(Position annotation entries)
────────
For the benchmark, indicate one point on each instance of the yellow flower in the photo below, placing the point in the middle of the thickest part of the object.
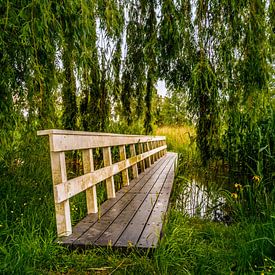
(256, 178)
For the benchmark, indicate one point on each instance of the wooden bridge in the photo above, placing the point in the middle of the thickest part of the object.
(131, 216)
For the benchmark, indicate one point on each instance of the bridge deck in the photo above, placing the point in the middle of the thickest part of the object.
(135, 217)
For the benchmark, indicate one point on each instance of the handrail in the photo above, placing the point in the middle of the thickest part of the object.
(150, 148)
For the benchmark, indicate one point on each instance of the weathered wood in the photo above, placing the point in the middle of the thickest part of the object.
(125, 175)
(108, 218)
(90, 219)
(134, 166)
(88, 166)
(69, 141)
(129, 236)
(110, 184)
(148, 160)
(62, 210)
(142, 162)
(74, 186)
(135, 217)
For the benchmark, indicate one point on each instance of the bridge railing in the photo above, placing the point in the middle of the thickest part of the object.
(150, 148)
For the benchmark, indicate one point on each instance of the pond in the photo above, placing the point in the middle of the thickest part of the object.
(203, 196)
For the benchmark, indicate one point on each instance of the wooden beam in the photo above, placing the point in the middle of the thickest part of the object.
(134, 166)
(74, 186)
(62, 209)
(142, 163)
(66, 142)
(125, 175)
(110, 184)
(88, 166)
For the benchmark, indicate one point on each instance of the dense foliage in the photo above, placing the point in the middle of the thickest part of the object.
(93, 65)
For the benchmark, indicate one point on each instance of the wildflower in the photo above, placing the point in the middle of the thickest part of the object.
(238, 186)
(256, 178)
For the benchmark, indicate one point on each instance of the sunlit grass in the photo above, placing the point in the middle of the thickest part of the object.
(188, 246)
(178, 138)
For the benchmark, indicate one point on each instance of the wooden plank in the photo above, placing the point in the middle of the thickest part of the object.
(74, 186)
(148, 160)
(88, 166)
(85, 133)
(93, 233)
(142, 163)
(125, 175)
(151, 233)
(149, 180)
(132, 218)
(67, 142)
(112, 233)
(110, 184)
(90, 219)
(134, 166)
(132, 232)
(62, 210)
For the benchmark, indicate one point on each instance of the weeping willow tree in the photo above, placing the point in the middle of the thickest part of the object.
(73, 64)
(219, 54)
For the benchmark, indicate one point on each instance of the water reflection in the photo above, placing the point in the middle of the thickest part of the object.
(202, 200)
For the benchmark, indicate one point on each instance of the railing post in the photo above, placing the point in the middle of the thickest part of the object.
(110, 185)
(142, 163)
(88, 166)
(133, 154)
(149, 158)
(159, 145)
(125, 175)
(62, 210)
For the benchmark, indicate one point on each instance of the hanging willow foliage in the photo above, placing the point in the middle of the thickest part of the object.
(72, 63)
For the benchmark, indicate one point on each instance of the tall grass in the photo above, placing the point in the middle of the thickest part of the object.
(189, 245)
(178, 138)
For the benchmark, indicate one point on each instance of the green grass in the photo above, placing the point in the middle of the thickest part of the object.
(189, 245)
────────
Exercise goal: Turn the lines between the one containing "of the hanging" and the end of the entries, inclusive, into a numbered list with blank lines omitted.

Written solution:
1. For the benchmark, indicate one point on each instance of the hanging willow foliage in the photo above, placing the point in the middle of the thickest part of the object.
2. (72, 63)
3. For the benchmark, indicate one point on each instance of the tall grass in the photo above, placing the point in the middle of the thickest part of the object.
4. (189, 245)
5. (178, 138)
6. For the benchmark, indicate one point on each instance of the green grass in the photo above, placing the point in the middle of the thickest part of the object.
7. (189, 245)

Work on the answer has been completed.